[SUPPLIED DATA — start]

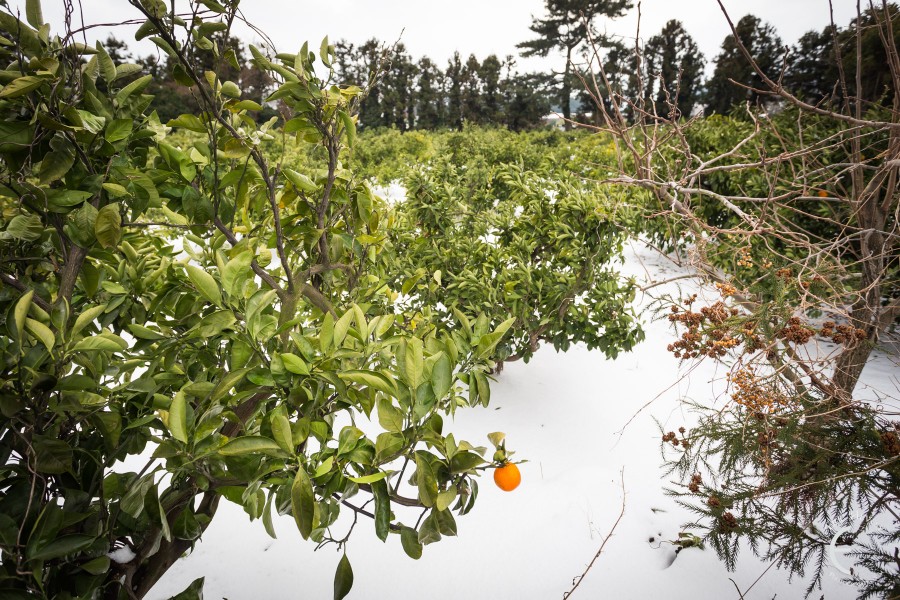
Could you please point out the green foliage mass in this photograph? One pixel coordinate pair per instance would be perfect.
(217, 297)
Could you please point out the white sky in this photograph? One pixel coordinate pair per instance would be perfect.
(438, 27)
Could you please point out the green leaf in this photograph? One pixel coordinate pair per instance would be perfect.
(231, 89)
(235, 272)
(341, 328)
(27, 228)
(20, 313)
(389, 416)
(326, 333)
(281, 430)
(303, 502)
(227, 382)
(441, 376)
(108, 226)
(134, 87)
(343, 578)
(21, 86)
(87, 316)
(104, 342)
(325, 467)
(107, 66)
(250, 444)
(63, 546)
(414, 362)
(369, 478)
(33, 13)
(55, 165)
(267, 516)
(371, 379)
(59, 198)
(425, 480)
(410, 541)
(300, 181)
(430, 531)
(349, 127)
(189, 122)
(205, 284)
(382, 509)
(294, 364)
(445, 499)
(52, 456)
(348, 438)
(98, 566)
(178, 417)
(41, 332)
(144, 333)
(118, 129)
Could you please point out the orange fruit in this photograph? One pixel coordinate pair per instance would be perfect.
(507, 477)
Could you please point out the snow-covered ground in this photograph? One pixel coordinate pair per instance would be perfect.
(565, 414)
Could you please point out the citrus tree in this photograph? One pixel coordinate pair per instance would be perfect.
(206, 309)
(538, 246)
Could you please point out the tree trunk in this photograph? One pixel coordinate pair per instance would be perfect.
(151, 570)
(566, 93)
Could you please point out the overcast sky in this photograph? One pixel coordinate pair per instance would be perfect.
(437, 28)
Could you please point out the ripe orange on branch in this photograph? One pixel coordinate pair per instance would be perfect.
(507, 477)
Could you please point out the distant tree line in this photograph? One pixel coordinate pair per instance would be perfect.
(418, 94)
(667, 71)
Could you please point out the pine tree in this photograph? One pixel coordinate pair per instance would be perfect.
(811, 71)
(491, 73)
(429, 100)
(674, 69)
(566, 27)
(763, 43)
(454, 92)
(472, 108)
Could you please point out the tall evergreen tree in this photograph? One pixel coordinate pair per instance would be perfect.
(764, 45)
(454, 85)
(397, 101)
(429, 97)
(472, 109)
(527, 99)
(370, 57)
(566, 27)
(674, 68)
(812, 71)
(491, 74)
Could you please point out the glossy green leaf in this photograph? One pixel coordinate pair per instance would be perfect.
(343, 578)
(205, 284)
(409, 539)
(108, 226)
(178, 417)
(303, 502)
(250, 444)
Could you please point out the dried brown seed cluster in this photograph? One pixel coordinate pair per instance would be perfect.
(726, 289)
(842, 334)
(891, 440)
(694, 485)
(784, 274)
(694, 343)
(672, 438)
(795, 332)
(749, 393)
(729, 521)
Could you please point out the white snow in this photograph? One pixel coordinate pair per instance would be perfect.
(566, 414)
(122, 555)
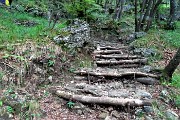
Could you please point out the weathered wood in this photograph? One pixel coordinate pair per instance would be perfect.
(142, 61)
(111, 48)
(117, 56)
(103, 100)
(147, 80)
(114, 73)
(120, 66)
(107, 51)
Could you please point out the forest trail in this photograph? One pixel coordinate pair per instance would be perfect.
(117, 73)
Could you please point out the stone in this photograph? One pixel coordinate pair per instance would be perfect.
(148, 109)
(171, 115)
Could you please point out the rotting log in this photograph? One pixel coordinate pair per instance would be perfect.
(117, 56)
(107, 52)
(103, 100)
(112, 48)
(105, 62)
(121, 66)
(115, 73)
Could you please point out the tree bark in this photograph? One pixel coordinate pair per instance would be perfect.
(103, 100)
(170, 24)
(173, 64)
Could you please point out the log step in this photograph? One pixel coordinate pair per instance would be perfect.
(107, 72)
(117, 56)
(111, 47)
(120, 66)
(108, 52)
(134, 61)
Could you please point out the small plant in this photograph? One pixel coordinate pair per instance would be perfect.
(1, 76)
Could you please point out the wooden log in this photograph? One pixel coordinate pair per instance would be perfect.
(115, 73)
(117, 56)
(105, 62)
(111, 48)
(147, 80)
(103, 100)
(107, 51)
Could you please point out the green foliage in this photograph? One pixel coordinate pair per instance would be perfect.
(176, 80)
(51, 63)
(1, 103)
(10, 109)
(163, 8)
(84, 8)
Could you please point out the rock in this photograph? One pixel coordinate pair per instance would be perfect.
(171, 115)
(103, 115)
(139, 34)
(147, 117)
(148, 109)
(147, 80)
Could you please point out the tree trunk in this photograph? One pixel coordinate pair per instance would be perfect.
(173, 64)
(170, 24)
(152, 13)
(136, 16)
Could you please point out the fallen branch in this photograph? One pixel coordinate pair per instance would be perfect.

[SUPPLIED DATA — finish]

## EXERCISE GOAL
Without carrying over any picture, write out the entries above once more, exactly.

## WORKED SOLUTION
Could you please point out the green foliage mass in this photograph? One pixel coordinate pair per instance would be perfect.
(217, 297)
Could you please point out the white sky in this photograph? One pixel coordinate pair per instance would be perfect.
(438, 27)
Could you please point out the green leaf in this photograph? One pixel coordinate pair per instance would be perfect.
(231, 89)
(235, 272)
(341, 328)
(27, 228)
(20, 313)
(389, 416)
(326, 333)
(281, 430)
(303, 502)
(227, 382)
(441, 376)
(108, 226)
(134, 87)
(343, 578)
(21, 86)
(87, 316)
(104, 342)
(325, 467)
(107, 66)
(250, 444)
(63, 546)
(414, 362)
(369, 478)
(33, 13)
(55, 165)
(267, 516)
(371, 379)
(59, 198)
(425, 480)
(410, 541)
(300, 181)
(430, 531)
(349, 127)
(189, 122)
(205, 284)
(382, 509)
(294, 364)
(445, 499)
(52, 456)
(348, 438)
(98, 566)
(178, 417)
(41, 332)
(144, 333)
(118, 129)
Could you please point out the orange fruit in this photograph? One pixel coordinate pair per instance would be perfect.
(507, 477)
Could you please point out the snow-covered ground in this photograph? One pixel coordinate pair per instance would be perfect.
(565, 414)
Could you please point out the citrus tree in this photograph? One pixel coordinate pair per instance would be perfect.
(206, 309)
(538, 246)
Could you please point out the tree trunk in this photograph? One pixel coordinate pair per instance would be perfect.
(151, 570)
(566, 93)
Could you please point out the overcast sky in this photograph? One pixel coordinate pair per instance would be perfect.
(437, 28)
Could you please point out the ripe orange on branch in this photograph? One pixel coordinate pair per instance would be perfect.
(507, 477)
Could you please point out the distant tree line in this photograph? One pixel coordinate pair per instance would be perfect.
(418, 94)
(667, 71)
Could you please point out the pine tree in this photograph? One pixel coordinate pair per instance would be perfect.
(811, 71)
(491, 73)
(429, 100)
(674, 69)
(566, 27)
(763, 43)
(454, 92)
(472, 108)
Could you please point out the tall evergreen tree in this photograph? One pixel coordinate pair per instance would be perfect.
(764, 45)
(454, 85)
(397, 101)
(429, 97)
(472, 109)
(527, 99)
(370, 57)
(566, 27)
(674, 68)
(812, 71)
(491, 74)
Could you please point out the glossy green leaf in this photograph? One pixel coordinate pair per instance would be perfect.
(343, 578)
(205, 284)
(409, 539)
(108, 226)
(178, 417)
(303, 502)
(250, 444)
Could you please point out the dried brown seed cluster in this photograph? One pixel coordinate pair per instance would be perfect.
(726, 289)
(842, 334)
(891, 440)
(694, 485)
(784, 274)
(694, 343)
(672, 438)
(795, 332)
(749, 393)
(729, 521)
Could you please point out the white snow in this photograph? One pixel coordinate pair per instance would be perfect.
(566, 414)
(122, 555)
Could you please point out the weathered wood in this photograph? One pixel coordinate pair per instance would be perfect.
(142, 61)
(111, 48)
(117, 56)
(103, 100)
(147, 80)
(114, 73)
(120, 66)
(107, 51)
Could you please point out the forest trail in this photograph? One pixel coordinate pair per instance would be perfect.
(117, 73)
Could you please point out the stone in this photograph? One pixel coordinate pair per instance would be perfect.
(148, 109)
(171, 115)
Could you please point out the rotting log in this photograph? One pixel coordinate pair per instance would be perfect.
(117, 56)
(107, 52)
(103, 100)
(112, 48)
(105, 62)
(121, 66)
(115, 73)
Could you please point out the tree bark in this photograph? One pixel coordinate pair per instance would be perfect.
(103, 100)
(170, 24)
(173, 64)
Could you please point out the log step in this photograph? One pixel coordinate pair per instance would be perfect.
(107, 72)
(117, 56)
(111, 47)
(120, 66)
(108, 52)
(134, 61)
Could you please point out the small plant in this photograph? One pixel coordinate pair per instance would be perfect.
(1, 76)
Could you please point out the wooden log in this photograph? One pixel coordinate pair per instance would be perfect.
(115, 73)
(117, 56)
(105, 62)
(111, 48)
(147, 80)
(103, 100)
(107, 51)
Could you please point out the green foliage in this photograph? One pixel coordinate pair per instance would be perfect.
(176, 80)
(51, 63)
(1, 103)
(10, 109)
(163, 8)
(84, 8)
Could you please point out the rock in this photograph? One pixel coordinate pair per instance would be perfect.
(171, 115)
(103, 115)
(139, 34)
(147, 117)
(148, 109)
(147, 80)
Could you please point out the tree trunk in this photograph? One pixel coordinate pair per instance would be perfect.
(173, 64)
(170, 24)
(152, 13)
(136, 16)
Could you please point out the fallen branch in this photograph? One pixel coordinate pair per instance would be perfect.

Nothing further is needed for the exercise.